— Start —

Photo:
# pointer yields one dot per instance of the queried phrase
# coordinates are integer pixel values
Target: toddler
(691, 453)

— End —
— Start —

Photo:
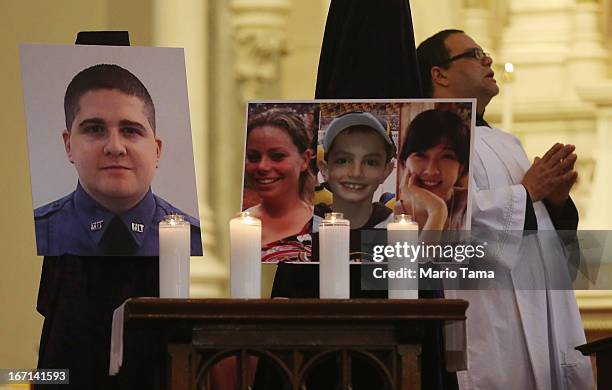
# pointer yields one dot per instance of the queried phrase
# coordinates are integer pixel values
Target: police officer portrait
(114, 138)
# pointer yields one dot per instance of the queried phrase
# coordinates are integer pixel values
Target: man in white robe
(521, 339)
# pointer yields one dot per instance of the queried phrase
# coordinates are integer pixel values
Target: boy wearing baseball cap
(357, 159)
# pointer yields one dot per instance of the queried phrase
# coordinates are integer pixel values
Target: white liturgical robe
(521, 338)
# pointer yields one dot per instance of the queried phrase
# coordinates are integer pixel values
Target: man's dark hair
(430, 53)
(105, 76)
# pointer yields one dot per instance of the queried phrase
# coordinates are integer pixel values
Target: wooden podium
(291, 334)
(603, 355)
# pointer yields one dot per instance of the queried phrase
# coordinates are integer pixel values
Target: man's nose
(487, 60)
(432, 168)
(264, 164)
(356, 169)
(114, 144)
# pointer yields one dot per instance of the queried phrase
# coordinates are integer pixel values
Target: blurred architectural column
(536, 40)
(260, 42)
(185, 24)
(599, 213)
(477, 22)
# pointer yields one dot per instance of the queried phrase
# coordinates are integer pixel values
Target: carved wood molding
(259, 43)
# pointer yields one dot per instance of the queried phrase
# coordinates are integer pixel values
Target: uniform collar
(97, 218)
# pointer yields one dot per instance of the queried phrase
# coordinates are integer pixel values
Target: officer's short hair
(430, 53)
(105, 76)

— End —
— Start —

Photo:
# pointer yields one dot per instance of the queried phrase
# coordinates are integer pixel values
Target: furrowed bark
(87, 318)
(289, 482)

— End —

**Set exercise**
Please gather each line of the records above that contains the word "robe".

**Task response**
Target: man in white robe
Target: white liturgical robe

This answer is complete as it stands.